An animation of a dark moon moving over a white sun. Text, Shadow of the moon.

 

August 21, 2017, Oregon, United States. A halo of bright sunlight shines around the dark circle of the moon. Text, a solar eclipse occurs when the moon passes directly between earth and the sun. Light speeding from the sun is halted by the giant mass of rock blocking its path. Stars that are invisible during the day appear in the sky beside the darkened sun . May 29, 1919, sobral, brazil, 9 A M local time. Stars in the sky next to the eclipsed sun. Text, It was these background stars, not the eclipse itself, that the astronomers had traveled so far to see.

 

An animation of the earth and sun in space, with a star behind the sun. Text, Actual location of star. According to Einstein, light traveling through space past massive objects like the sun should curve more than previously calculated. A line moves from the star past the sun and towards earth, bending as it passes the sun.

 

A straight dotted line straight from earth to a point near the star. Text, apparent location of star. As a result, stars should look like they are in slightly different locations when the sun is close to them in the sky than at other times of year, when the sun is in a different part of the sky. View from earth, 1919 eclipse, months leading up to eclipse. A chart of Stars in the sky. Solid dots representing observed light and hollow dots representing the actual location. Text, but usually we cannot see the shifted stars next to the sun. during the day, the sun is too bright. The only time to record this shift and test einstein's theory is during a total solar eclipse.

 

By chance, the apparent sizes of the sun and moon in the sky are almost the same. A diagram of the small moon casting a shadow on earth as it passes in front of the sun. Lines appear showing a partial eclipse covering a large area on the earth and a total eclipse covering a very small area. Text, The Moon can mask the Sun completely.

== Task to carry out ==
In the eclipse excerpt, what had the astronomers traveled so far to see?

== Data excerpts ==

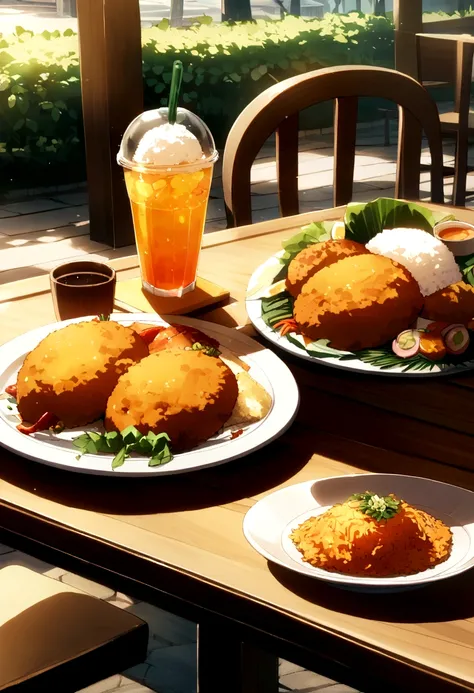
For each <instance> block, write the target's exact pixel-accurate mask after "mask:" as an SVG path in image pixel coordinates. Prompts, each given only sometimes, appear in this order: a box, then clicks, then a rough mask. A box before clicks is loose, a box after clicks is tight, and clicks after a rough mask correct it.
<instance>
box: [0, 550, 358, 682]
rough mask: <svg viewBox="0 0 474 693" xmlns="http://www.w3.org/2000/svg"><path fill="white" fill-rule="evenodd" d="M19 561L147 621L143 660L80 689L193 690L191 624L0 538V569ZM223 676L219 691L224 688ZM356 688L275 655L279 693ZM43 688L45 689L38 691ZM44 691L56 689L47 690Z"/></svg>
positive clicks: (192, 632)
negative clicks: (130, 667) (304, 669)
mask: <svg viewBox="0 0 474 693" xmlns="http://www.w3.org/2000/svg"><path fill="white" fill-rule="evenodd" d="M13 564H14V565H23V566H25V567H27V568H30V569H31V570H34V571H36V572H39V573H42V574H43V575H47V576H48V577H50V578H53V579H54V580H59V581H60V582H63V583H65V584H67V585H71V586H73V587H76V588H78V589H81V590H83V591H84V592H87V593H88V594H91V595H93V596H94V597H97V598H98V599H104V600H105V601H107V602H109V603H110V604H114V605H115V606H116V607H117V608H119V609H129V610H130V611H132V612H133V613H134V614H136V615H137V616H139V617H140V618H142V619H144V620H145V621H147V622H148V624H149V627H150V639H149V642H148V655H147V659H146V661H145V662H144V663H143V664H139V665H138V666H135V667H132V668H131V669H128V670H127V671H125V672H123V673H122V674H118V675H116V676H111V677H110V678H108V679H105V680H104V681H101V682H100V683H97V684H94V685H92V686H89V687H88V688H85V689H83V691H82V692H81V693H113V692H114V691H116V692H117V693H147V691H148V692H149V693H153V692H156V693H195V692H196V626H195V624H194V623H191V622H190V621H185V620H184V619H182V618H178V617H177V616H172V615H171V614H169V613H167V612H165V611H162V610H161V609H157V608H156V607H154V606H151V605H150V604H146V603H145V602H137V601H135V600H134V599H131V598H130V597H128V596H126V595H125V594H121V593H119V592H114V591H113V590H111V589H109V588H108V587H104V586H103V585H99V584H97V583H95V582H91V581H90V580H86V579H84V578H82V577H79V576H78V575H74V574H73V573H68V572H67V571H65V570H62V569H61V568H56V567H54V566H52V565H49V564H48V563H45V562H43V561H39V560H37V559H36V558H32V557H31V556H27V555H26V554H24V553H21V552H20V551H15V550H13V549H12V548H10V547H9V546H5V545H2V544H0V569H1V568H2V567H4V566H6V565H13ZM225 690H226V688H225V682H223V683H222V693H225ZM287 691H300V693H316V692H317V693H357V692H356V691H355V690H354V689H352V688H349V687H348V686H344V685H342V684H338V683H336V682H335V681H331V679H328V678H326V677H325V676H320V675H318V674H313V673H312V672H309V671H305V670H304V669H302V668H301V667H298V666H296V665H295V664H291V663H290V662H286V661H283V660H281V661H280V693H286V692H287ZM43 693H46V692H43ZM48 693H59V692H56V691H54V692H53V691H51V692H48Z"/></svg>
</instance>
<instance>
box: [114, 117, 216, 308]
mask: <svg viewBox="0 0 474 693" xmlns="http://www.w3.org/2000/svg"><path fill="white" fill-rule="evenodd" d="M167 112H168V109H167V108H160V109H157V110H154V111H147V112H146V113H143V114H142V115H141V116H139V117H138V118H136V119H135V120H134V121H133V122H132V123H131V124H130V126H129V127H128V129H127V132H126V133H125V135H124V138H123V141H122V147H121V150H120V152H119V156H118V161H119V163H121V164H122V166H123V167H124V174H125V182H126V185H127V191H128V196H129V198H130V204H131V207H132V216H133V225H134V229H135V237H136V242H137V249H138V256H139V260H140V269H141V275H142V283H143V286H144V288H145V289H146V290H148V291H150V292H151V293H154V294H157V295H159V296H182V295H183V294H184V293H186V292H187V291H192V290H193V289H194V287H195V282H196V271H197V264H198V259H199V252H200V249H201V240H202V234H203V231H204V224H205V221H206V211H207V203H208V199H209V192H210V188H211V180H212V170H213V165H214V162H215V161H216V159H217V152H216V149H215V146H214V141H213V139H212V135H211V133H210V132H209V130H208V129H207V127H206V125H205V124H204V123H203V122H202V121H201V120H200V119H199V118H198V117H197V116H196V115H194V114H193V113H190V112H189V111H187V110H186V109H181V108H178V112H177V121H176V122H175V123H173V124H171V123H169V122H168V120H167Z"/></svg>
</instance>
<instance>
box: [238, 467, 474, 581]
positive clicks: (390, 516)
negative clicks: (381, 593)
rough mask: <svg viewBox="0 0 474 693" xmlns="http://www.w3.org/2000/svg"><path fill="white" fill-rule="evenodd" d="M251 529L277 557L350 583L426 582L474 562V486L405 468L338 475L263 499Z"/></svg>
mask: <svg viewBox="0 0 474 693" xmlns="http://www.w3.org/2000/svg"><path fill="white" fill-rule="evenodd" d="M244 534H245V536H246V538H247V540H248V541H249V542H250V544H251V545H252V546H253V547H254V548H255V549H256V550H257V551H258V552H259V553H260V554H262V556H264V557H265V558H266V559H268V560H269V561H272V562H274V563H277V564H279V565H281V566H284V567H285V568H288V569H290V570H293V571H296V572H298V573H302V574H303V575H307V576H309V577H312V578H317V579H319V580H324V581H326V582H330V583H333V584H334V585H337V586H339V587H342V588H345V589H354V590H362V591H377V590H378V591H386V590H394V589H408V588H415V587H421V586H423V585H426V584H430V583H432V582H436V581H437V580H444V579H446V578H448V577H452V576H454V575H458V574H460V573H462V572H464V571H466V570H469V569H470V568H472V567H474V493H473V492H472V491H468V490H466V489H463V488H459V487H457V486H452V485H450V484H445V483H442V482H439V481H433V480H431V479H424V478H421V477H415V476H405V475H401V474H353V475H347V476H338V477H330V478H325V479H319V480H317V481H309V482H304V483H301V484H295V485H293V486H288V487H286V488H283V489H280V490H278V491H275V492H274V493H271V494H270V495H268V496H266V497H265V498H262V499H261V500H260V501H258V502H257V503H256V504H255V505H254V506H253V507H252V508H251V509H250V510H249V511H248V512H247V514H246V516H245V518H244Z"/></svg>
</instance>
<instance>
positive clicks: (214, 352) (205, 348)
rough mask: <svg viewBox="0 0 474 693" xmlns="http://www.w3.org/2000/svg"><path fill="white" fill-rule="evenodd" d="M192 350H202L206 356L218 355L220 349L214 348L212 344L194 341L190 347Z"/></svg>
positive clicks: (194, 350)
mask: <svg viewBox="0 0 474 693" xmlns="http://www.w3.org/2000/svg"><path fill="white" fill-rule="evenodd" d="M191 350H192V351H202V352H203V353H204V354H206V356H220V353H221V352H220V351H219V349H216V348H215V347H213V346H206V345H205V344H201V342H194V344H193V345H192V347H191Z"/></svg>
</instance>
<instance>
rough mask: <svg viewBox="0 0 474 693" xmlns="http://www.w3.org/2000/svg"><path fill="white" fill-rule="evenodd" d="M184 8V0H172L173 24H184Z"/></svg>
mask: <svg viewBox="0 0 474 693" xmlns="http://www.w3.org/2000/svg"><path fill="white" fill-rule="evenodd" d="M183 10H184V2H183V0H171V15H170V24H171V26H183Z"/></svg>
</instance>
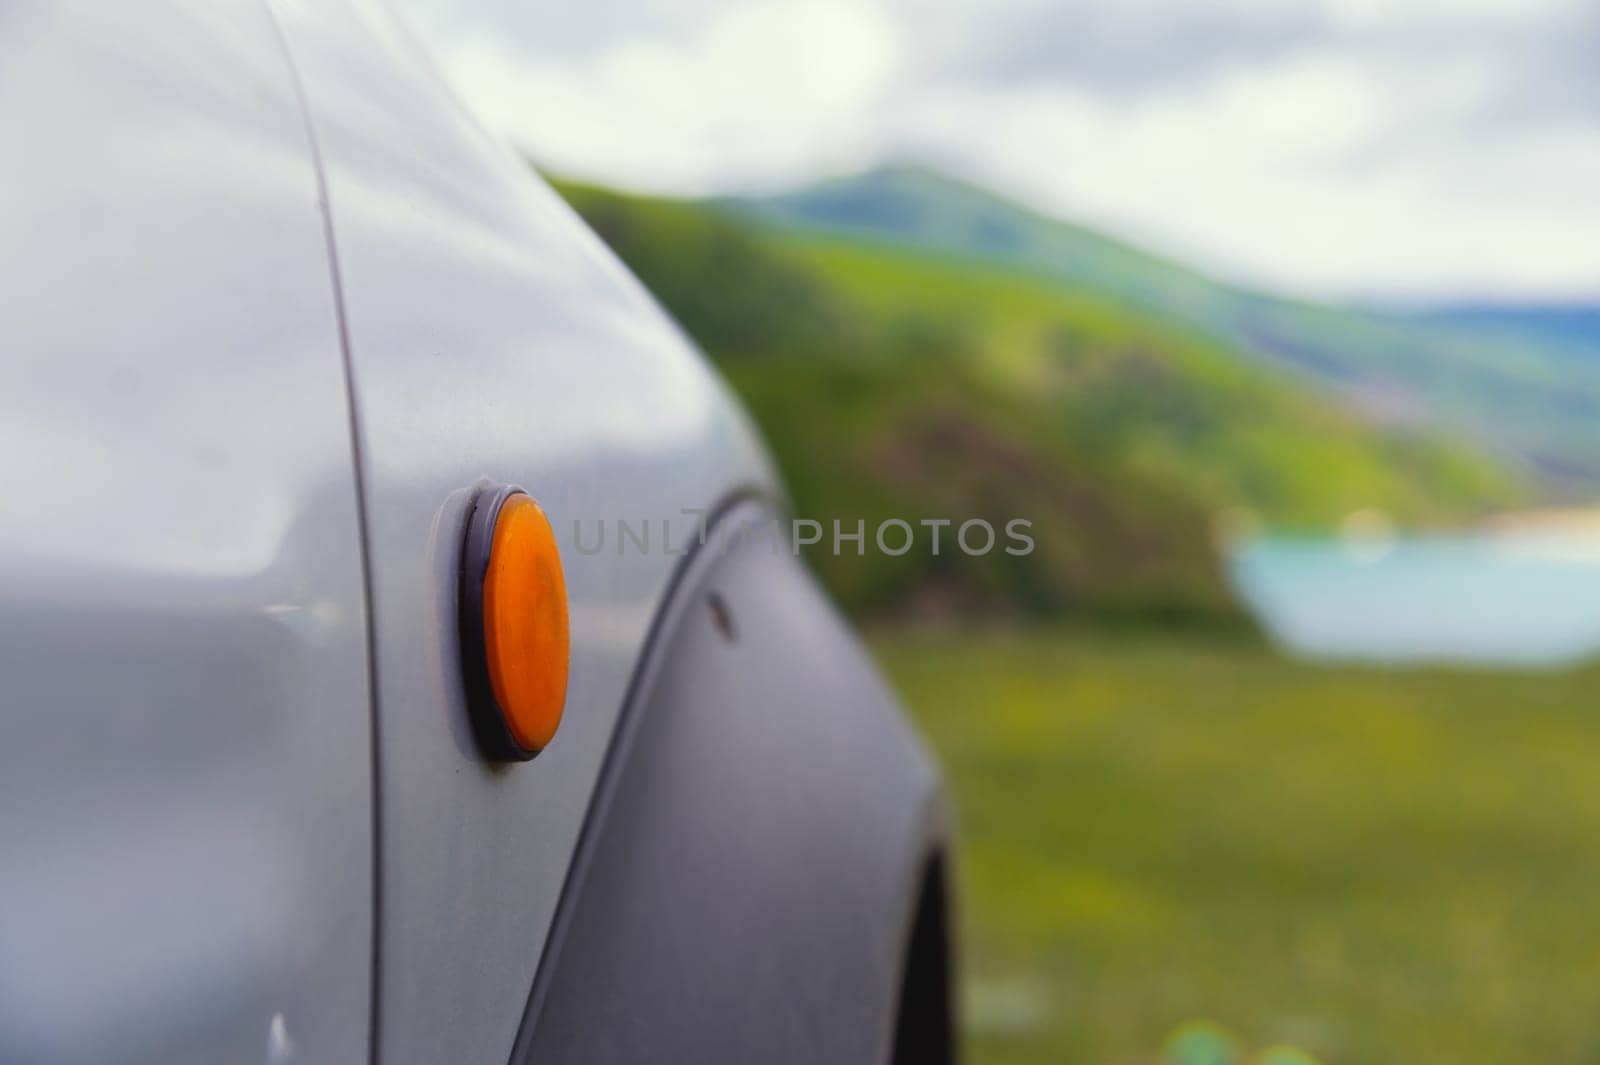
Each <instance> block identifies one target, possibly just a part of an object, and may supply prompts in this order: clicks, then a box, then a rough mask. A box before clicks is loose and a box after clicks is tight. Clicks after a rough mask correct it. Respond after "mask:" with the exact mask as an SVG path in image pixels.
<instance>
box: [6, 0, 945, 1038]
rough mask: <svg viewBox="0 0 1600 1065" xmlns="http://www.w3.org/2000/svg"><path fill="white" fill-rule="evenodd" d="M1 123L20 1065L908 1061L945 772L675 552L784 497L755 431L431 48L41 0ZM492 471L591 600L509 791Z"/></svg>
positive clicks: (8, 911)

== Your solution ==
They traveled to see the background stars next to the eclipsed sun, not the eclipse itself.